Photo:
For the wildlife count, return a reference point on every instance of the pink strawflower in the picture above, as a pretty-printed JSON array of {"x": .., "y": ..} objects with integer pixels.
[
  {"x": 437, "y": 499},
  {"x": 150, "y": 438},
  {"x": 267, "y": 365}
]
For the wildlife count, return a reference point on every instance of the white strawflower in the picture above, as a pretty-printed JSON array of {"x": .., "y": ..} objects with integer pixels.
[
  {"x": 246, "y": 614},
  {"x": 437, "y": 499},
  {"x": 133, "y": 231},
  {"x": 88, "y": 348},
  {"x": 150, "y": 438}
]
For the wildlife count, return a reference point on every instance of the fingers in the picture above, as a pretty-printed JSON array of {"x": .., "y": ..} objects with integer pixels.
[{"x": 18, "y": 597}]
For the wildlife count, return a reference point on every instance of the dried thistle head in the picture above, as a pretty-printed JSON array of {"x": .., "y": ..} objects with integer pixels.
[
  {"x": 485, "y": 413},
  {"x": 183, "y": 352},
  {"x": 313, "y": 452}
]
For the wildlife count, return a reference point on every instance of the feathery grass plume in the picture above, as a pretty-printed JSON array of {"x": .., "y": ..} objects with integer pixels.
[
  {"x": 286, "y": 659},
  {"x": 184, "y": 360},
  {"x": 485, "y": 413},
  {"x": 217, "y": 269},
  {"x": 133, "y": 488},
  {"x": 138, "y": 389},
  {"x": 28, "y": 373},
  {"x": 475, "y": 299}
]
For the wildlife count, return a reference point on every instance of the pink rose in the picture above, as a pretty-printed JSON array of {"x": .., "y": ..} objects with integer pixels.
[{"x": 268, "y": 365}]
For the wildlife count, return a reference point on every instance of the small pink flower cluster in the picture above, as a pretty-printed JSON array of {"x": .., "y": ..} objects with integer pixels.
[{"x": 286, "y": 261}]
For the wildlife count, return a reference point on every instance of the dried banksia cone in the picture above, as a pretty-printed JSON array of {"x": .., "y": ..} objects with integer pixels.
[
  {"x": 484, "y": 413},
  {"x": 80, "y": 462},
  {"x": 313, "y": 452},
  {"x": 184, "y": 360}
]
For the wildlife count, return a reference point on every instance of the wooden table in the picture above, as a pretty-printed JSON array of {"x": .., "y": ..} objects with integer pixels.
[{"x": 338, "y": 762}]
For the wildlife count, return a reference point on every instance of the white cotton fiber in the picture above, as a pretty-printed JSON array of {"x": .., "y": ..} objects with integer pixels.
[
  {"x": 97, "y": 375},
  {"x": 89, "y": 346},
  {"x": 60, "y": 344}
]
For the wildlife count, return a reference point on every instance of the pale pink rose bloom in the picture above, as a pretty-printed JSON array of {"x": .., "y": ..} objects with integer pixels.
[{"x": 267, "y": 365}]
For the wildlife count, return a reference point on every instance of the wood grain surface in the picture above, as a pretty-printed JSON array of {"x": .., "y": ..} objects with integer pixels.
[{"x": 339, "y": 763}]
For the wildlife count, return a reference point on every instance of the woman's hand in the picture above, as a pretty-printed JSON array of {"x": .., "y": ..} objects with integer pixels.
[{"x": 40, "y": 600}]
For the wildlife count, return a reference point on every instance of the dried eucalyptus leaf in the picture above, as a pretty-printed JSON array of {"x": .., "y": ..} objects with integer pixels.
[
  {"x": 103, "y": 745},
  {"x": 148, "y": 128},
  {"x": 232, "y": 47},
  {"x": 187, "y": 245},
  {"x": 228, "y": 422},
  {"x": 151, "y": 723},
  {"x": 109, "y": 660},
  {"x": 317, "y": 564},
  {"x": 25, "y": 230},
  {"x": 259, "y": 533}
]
********************
Reproduce all of the records above verbatim, keeping every line in its original order.

Photo:
For the wildlife count, return a reference point on every instance of the pink strawflower in the picture above, as a pretty-printed JSON array of {"x": .., "y": ..} objects with integer pixels.
[
  {"x": 437, "y": 499},
  {"x": 150, "y": 438},
  {"x": 267, "y": 365}
]
For the wildlife count, return a reference point on every instance of the white strawflower in the picture above, as a pretty-printed JSON array of {"x": .., "y": ..} objects with integer pixels.
[
  {"x": 246, "y": 614},
  {"x": 437, "y": 499},
  {"x": 133, "y": 231},
  {"x": 88, "y": 348},
  {"x": 150, "y": 438}
]
For the wildlife count, return a reference point on every instance of the fingers in the picture above, as a pretty-printed JSON array of {"x": .., "y": ..} objects with integer pixels.
[{"x": 18, "y": 597}]
For the wildlife count, return a reference point on every instance of the dried thistle head in the picture above, as a pretty-printed JSON array of {"x": .., "y": ..} objects with integer pixels.
[
  {"x": 485, "y": 413},
  {"x": 183, "y": 352},
  {"x": 313, "y": 452}
]
For the wildlife count, return a reference point on every instance of the feathery grass plume in the picture above, as a pretty-printed JSON array of {"x": .., "y": ..} objects with integer pixels.
[
  {"x": 286, "y": 659},
  {"x": 184, "y": 360},
  {"x": 485, "y": 413},
  {"x": 217, "y": 269},
  {"x": 133, "y": 488},
  {"x": 138, "y": 389},
  {"x": 28, "y": 373},
  {"x": 475, "y": 299}
]
For the wildlife count, return a reference point on every instance of the pink rose in the picture above, as a pretty-printed JSON array of {"x": .., "y": ..} objects with integer pixels.
[{"x": 268, "y": 365}]
For the wildlife count, return a reference point on every instance of the small pink flower cluster in the picture above, as a pretty-printed JSON array of {"x": .., "y": ..} objects with integer pixels.
[{"x": 286, "y": 261}]
For the wildlife count, return a reference point on every instance of the dried banksia cone in the picture above, as a pretty-printed JSON array of {"x": .., "y": ..} objects with integer pixels.
[
  {"x": 484, "y": 413},
  {"x": 80, "y": 462},
  {"x": 313, "y": 452},
  {"x": 184, "y": 360}
]
For the wildlife count, return a reference point on every instance of the wooden table in the picture above, as a pretty-printed JSON array of {"x": .., "y": ..} objects with integer pixels.
[{"x": 338, "y": 762}]
For the wildlife count, return a reference point on every instance of the white cotton fiber in the picture above, as a pretty-printed JSON array of {"x": .., "y": ..} objects with integer pixels.
[
  {"x": 97, "y": 375},
  {"x": 89, "y": 346},
  {"x": 60, "y": 344}
]
For the wildlife count, return a reference point on every instance of the pale pink rose bloom in the picture above, as a pretty-printed JSON array of {"x": .., "y": ..} objects with integer pixels.
[{"x": 267, "y": 365}]
For the wildlife count, return a reference point on every instance of the wood grain surface in the picture above, as a pretty-printed JSON array of {"x": .., "y": ..} objects with integer pixels.
[{"x": 339, "y": 763}]
For the wildlife count, return a reference point on every instance of the woman's hand in the picture above, as a pretty-printed JSON array of {"x": .., "y": ..} objects with integer pixels.
[{"x": 40, "y": 600}]
For the wildlife count, return a reference point on every instance of the dried eucalyptus leaf in the picture above, as a pretty-printed JSON array of {"x": .., "y": ..} objects with integer pixels.
[
  {"x": 103, "y": 745},
  {"x": 148, "y": 128},
  {"x": 232, "y": 47},
  {"x": 187, "y": 245},
  {"x": 228, "y": 422},
  {"x": 151, "y": 723},
  {"x": 109, "y": 660},
  {"x": 317, "y": 564},
  {"x": 25, "y": 230},
  {"x": 259, "y": 533}
]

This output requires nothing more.